Exercise: Pull out every line in the entries below that contains the string "gray". Treat uppercase and lowercase as different.

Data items
----------------------------------------

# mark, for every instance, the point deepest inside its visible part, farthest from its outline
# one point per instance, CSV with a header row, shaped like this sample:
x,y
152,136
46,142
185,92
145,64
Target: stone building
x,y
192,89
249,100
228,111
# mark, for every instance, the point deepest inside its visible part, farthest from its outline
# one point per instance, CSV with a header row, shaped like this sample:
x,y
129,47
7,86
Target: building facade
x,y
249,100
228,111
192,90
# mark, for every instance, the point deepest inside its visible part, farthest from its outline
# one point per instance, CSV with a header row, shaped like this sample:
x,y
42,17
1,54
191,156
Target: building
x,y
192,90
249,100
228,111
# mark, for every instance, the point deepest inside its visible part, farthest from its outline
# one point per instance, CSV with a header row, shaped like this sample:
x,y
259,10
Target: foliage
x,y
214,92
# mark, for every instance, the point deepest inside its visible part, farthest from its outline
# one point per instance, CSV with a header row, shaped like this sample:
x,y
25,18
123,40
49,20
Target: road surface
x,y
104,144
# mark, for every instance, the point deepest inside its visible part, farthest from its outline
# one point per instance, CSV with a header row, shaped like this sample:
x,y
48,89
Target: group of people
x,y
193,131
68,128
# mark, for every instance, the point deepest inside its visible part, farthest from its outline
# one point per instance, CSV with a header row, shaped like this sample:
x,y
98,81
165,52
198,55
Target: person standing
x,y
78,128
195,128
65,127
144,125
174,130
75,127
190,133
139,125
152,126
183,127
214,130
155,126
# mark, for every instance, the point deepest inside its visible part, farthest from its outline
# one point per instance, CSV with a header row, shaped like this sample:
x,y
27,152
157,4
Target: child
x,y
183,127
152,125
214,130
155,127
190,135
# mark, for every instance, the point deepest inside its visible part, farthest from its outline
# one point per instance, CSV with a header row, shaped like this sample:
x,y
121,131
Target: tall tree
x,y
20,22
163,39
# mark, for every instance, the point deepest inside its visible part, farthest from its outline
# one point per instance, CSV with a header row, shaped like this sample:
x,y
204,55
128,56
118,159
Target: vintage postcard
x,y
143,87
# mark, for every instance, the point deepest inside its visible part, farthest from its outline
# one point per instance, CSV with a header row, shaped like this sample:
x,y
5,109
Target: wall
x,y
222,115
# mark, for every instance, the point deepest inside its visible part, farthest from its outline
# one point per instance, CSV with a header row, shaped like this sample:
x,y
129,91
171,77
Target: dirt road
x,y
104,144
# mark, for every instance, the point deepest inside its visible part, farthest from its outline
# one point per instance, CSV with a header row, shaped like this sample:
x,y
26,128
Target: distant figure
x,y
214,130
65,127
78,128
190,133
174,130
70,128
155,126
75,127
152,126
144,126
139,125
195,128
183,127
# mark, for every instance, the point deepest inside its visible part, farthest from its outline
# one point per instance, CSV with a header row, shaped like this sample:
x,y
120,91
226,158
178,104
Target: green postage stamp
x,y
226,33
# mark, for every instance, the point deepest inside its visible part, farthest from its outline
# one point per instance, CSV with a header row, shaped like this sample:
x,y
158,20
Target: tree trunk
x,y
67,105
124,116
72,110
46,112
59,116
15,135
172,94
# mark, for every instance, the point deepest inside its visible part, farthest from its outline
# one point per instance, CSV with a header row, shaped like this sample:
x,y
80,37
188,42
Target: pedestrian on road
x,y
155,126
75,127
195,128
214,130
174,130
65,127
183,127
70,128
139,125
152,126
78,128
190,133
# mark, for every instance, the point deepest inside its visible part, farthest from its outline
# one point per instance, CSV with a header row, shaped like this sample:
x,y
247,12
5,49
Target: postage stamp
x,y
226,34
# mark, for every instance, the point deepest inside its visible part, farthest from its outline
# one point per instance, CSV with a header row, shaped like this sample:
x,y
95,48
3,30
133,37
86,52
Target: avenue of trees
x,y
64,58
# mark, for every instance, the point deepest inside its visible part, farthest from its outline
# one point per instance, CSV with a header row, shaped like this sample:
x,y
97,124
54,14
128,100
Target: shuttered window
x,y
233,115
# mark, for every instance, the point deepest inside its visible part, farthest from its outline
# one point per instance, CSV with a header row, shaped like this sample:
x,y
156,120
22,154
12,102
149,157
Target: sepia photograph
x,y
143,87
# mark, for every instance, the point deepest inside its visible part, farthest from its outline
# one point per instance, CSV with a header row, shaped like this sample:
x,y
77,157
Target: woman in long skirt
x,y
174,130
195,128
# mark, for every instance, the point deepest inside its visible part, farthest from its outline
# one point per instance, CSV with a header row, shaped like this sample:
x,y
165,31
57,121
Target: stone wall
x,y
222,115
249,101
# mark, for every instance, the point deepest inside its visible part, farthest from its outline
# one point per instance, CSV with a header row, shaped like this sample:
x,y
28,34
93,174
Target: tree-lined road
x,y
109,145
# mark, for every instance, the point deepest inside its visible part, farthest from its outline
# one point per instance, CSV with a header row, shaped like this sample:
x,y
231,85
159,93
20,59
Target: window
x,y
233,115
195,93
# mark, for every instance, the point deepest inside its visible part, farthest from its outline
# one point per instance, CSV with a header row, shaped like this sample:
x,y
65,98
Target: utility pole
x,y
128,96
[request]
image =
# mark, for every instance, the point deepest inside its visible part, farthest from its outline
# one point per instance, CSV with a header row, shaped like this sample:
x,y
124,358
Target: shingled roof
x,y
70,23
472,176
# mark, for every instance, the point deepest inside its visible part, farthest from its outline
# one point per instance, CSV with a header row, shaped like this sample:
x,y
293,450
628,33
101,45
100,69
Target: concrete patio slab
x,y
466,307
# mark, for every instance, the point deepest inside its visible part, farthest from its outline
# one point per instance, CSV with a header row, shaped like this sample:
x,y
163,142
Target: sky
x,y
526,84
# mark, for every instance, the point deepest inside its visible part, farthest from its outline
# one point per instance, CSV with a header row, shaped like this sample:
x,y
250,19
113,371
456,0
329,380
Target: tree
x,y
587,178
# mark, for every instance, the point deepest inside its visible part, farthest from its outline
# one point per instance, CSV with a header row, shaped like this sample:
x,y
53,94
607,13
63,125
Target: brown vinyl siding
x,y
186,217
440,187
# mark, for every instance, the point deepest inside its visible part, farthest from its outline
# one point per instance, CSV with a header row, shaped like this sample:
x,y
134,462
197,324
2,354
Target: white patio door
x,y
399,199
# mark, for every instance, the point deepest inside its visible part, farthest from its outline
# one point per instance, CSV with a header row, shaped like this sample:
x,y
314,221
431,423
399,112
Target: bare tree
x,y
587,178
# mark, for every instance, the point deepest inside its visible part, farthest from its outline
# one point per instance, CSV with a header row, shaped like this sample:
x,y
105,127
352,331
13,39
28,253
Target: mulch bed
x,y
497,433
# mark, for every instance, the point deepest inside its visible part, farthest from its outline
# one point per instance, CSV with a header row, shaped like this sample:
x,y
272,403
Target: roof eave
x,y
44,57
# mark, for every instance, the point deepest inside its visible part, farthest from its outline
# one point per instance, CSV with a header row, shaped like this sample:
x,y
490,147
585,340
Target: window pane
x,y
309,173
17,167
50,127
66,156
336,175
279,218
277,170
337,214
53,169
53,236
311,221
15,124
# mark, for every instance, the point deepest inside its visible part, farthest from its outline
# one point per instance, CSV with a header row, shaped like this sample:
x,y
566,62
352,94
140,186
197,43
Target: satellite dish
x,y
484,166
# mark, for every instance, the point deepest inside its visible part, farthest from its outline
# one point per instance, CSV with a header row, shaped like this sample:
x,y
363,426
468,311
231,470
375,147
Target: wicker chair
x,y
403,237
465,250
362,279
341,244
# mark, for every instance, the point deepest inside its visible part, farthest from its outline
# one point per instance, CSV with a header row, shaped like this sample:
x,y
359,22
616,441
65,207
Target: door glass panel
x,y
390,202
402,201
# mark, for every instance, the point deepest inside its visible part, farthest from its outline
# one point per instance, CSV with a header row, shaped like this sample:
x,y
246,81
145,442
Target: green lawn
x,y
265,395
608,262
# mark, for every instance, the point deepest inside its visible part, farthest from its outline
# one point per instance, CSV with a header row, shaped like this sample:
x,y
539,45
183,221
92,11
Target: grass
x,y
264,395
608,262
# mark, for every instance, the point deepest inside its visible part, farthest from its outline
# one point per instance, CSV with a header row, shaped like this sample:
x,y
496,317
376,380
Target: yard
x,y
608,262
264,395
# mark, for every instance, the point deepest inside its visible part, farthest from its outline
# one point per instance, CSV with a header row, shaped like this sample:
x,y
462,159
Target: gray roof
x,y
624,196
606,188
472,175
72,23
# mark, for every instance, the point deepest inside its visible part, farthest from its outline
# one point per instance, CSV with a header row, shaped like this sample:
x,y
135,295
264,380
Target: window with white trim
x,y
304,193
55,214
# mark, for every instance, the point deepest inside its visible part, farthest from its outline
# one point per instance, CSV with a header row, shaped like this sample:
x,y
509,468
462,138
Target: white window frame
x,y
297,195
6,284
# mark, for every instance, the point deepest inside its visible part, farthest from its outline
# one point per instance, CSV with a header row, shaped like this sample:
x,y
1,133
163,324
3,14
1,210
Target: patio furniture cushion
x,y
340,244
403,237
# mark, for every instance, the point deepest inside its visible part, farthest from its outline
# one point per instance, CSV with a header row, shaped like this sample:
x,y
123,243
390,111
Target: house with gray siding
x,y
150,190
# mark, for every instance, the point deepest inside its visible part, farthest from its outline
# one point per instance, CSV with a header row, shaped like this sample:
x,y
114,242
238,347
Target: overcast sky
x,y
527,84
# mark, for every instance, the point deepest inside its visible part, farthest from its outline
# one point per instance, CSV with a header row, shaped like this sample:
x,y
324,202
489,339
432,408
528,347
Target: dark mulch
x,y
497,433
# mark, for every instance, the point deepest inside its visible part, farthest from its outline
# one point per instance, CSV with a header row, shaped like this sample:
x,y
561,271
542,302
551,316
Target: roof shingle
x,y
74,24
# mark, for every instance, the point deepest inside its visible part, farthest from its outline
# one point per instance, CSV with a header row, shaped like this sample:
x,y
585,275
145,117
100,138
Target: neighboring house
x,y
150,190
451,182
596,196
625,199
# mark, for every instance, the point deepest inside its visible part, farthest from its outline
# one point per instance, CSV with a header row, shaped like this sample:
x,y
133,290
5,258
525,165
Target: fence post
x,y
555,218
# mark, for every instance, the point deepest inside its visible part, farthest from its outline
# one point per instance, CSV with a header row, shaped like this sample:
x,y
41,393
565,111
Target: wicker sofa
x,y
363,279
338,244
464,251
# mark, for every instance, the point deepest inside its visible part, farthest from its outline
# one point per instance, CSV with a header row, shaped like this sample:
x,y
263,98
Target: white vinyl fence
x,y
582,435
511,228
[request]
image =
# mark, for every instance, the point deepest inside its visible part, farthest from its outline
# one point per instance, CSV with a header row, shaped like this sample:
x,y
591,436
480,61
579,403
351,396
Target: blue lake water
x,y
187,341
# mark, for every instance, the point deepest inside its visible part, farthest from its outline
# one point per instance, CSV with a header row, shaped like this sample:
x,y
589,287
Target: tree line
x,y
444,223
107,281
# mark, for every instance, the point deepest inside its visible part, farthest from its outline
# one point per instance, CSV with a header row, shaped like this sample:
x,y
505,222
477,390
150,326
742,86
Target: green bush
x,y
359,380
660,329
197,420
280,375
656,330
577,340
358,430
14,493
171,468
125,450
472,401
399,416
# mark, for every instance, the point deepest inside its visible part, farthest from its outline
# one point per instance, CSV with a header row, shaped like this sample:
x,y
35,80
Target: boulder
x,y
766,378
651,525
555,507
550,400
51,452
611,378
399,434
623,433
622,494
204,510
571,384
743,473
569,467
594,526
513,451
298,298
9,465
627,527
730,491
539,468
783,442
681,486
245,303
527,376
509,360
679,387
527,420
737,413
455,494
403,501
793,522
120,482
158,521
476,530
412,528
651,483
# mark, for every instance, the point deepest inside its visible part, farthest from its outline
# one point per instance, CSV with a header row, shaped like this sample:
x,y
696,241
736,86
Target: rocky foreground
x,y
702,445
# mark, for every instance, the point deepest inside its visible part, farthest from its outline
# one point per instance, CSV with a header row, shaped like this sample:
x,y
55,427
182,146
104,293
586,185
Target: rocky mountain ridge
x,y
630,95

----------------------------------------

Solution for this exercise:
Target: gray roof
Target: house with gray siding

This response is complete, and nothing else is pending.